-- START --
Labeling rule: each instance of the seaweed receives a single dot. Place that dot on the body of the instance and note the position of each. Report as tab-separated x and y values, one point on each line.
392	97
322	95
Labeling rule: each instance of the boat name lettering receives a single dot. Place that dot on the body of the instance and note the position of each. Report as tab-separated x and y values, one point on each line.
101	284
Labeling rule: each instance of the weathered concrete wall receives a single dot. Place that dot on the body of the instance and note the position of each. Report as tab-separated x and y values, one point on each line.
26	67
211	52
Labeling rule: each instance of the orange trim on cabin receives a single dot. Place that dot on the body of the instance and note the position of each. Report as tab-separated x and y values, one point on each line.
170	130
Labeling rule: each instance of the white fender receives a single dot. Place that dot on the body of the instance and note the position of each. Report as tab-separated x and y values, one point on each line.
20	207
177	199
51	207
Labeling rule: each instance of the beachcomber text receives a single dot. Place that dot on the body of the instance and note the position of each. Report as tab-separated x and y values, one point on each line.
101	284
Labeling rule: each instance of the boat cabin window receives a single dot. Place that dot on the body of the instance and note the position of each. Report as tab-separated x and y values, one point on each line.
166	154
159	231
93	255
-- END --
- [Exercise details]
Copy all of the material above verbatim, keeping every line and its order unchanged.

- [Task result]
Labeling rule: each instance of the seaweed receives a single dot. Place that dot on the body of the instance and note the position of each. Report as tab-separated x and y values, one point on each line.
392	97
322	95
Labeling rule: each instance of the boat name lettering receives a single dot. Place that dot on the body of the instance and note the position of each. Report as tab-separated x and y values, one point on each line.
101	284
Labeling rule: each instance of the weathered concrete wall receives a single dot. Place that dot on the body of the instance and note the position of each. Report as tab-separated x and y values, one point on each line.
26	67
211	52
Labeling rule: each instance of the orange trim on cabin receives a single dot. Place that dot on the body of the instance and note the position of each. Report as tab-separated x and y values, one point on each line.
170	130
Labeling rule: each instance of the white fender receives a single dot. Place that dot on the body of the instance and note the position of each. Report as tab-separated x and y values, one point on each line.
20	207
177	199
51	207
Labeling rule: each instance of the beachcomber text receives a single dot. Place that dot on the body of the instance and note the position of each. Report as tab-separated x and y values, one point on each line.
101	284
Labeling rule: each instance of the boat cabin window receives a single dot. Place that dot on the body of the instance and note the position of each. Report as tab-separated x and y values, one point on each line.
166	154
159	231
93	255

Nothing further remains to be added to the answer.